Return the complete listing that follows, with each line reproduced exactly.

Stored data entries:
= = = =

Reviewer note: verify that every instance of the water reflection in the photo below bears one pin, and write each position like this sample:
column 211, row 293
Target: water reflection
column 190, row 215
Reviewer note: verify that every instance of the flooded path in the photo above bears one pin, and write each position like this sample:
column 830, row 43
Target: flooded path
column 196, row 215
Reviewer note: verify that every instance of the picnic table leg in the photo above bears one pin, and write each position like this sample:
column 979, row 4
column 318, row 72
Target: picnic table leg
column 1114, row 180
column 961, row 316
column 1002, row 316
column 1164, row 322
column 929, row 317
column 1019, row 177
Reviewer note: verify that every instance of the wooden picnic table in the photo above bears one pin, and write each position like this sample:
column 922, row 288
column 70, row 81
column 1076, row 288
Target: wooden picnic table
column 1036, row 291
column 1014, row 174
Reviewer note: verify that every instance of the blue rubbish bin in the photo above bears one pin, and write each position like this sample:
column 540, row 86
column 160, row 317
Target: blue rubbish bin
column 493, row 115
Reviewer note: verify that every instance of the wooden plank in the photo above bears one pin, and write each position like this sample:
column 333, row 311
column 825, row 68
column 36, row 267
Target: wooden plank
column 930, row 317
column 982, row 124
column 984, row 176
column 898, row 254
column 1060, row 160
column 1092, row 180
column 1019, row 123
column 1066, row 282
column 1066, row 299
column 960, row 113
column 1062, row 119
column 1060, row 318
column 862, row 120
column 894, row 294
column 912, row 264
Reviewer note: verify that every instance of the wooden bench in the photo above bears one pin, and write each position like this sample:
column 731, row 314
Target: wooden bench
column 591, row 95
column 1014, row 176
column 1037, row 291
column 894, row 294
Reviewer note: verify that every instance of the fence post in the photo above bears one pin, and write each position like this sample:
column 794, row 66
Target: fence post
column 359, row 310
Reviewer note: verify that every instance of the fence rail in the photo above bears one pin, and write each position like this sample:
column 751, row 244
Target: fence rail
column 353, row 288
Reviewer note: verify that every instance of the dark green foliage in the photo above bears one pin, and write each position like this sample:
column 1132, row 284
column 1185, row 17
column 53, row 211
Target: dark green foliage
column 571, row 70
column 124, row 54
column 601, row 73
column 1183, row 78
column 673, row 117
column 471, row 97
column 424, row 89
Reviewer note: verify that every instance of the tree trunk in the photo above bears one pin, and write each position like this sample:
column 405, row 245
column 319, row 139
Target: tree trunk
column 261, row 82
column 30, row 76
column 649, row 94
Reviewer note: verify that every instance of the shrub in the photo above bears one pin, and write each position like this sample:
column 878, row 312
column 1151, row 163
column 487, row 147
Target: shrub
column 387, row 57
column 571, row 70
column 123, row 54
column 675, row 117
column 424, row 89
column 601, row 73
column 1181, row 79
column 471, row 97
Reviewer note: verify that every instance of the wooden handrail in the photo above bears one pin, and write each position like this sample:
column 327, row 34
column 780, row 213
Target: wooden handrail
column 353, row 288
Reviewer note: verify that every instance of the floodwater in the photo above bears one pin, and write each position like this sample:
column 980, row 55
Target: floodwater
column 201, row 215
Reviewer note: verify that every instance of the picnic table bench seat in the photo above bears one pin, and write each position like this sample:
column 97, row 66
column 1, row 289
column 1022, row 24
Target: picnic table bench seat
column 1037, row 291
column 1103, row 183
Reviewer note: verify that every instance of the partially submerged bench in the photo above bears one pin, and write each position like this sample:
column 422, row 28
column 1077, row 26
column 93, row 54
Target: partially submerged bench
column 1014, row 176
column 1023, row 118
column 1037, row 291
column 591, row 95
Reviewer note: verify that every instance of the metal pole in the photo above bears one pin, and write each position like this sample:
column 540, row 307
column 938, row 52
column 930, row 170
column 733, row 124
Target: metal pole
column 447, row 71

= = = =

Response to the exercise
Reviewer note: verify that every instance of the water reflection in the photo below bears one pin, and write each position like this sample:
column 211, row 293
Target: water reflection
column 190, row 215
Reviewer note: verify that every instance of the flooded path in the photo above bears one pin, and write each position like this sample:
column 830, row 43
Target: flooded path
column 196, row 215
Reviewer note: verify that every instance of the picnic table leg in the photo above bears one pin, and write each position like this sample:
column 979, row 4
column 318, row 72
Target: picnic table leg
column 1114, row 180
column 961, row 316
column 1002, row 316
column 1164, row 322
column 929, row 317
column 1019, row 177
Reviewer note: verify that every instance of the wooden picnic table in the photo above bears one pin, and write each position like this sample:
column 922, row 288
column 70, row 81
column 1076, row 288
Target: wooden picnic table
column 1036, row 291
column 1014, row 174
Reviewer note: verify that every instance of the blue rubbish bin in the photo above bears one pin, and write each position like this sample:
column 540, row 86
column 160, row 317
Target: blue rubbish bin
column 493, row 115
Reviewer note: verify that every instance of the wooden plank in the photo above bears one pin, and write each position like this sample:
column 333, row 311
column 825, row 68
column 36, row 267
Target: wooden plank
column 930, row 317
column 982, row 124
column 984, row 176
column 898, row 254
column 1060, row 160
column 1092, row 180
column 1019, row 123
column 1066, row 282
column 1066, row 299
column 960, row 113
column 1062, row 119
column 1060, row 318
column 862, row 120
column 894, row 294
column 912, row 264
Reviewer note: verify that every instance of the wooden bench in the photo above bears one pin, and write each position like this sample:
column 731, row 314
Target: wooden bench
column 591, row 95
column 1014, row 176
column 1037, row 291
column 894, row 294
Reviewer note: verify that every instance of the fence post in the photo above bears one pin, and write each position like this sample:
column 794, row 66
Target: fence post
column 359, row 310
Reviewer note: verify that every instance of the fence rail in the photo above bears one pin, and write each position like this sample:
column 751, row 244
Target: fence rail
column 353, row 288
Reviewer note: verify that every instance of the dark green foliage in the photo above bears one pin, and write each position like this sample:
column 1132, row 284
column 1185, row 17
column 53, row 211
Target: dark green foliage
column 571, row 70
column 124, row 54
column 601, row 73
column 1183, row 78
column 673, row 117
column 471, row 97
column 424, row 89
Reviewer note: verify that every instance of the tree trunk in the photo above bears one pin, and write each position like this sample:
column 405, row 245
column 319, row 139
Target: tree trunk
column 261, row 82
column 30, row 76
column 649, row 94
Reviewer note: verify that every instance of the shrub in the photo above bears one pin, and write each position like this sample:
column 878, row 312
column 1151, row 163
column 487, row 147
Target: shrub
column 387, row 57
column 571, row 70
column 123, row 54
column 675, row 117
column 424, row 89
column 601, row 73
column 1181, row 79
column 471, row 97
Reviewer note: verify that every instance of the wooden handrail in the photo above bears one pin, and write each position like this sample:
column 327, row 34
column 780, row 213
Target: wooden handrail
column 353, row 288
Reviewer note: verify that every instance of the floodwater in the photo above bears one pin, and write each position like this sample:
column 980, row 55
Target: floodwater
column 201, row 215
Reviewer note: verify that every instance of the picnic table bench seat in the photo above bears one pin, and write each position like this sample:
column 97, row 66
column 1, row 289
column 1022, row 24
Target: picnic table bench seat
column 1037, row 291
column 1103, row 183
Reviewer note: verify that every instance of the partially submerged bench in the photo above bears one pin, and write each position like this sample:
column 422, row 28
column 1077, row 26
column 93, row 54
Target: partially submerged bench
column 1014, row 176
column 1023, row 118
column 1037, row 291
column 591, row 95
Reviewer note: verify that every instance of the metal pole in the photo above bears one pin, and write each position like this sample:
column 540, row 307
column 938, row 52
column 930, row 170
column 733, row 124
Target: metal pole
column 447, row 71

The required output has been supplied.